RECORDS FOR THE EXERCISE
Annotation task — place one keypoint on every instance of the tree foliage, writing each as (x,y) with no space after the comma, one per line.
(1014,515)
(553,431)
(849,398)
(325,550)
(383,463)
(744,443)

WHAT TO WORK ON
Rewrite the records above with "tree foliage" changed to "shrub foliage" and everything else left as it is.

REPLY
Annotation task — place one keypoint on every instance of the shrub foliage, writing each as (x,y) with no space after the comma, one per line.
(1014,515)
(553,431)
(849,398)
(325,550)
(383,463)
(744,443)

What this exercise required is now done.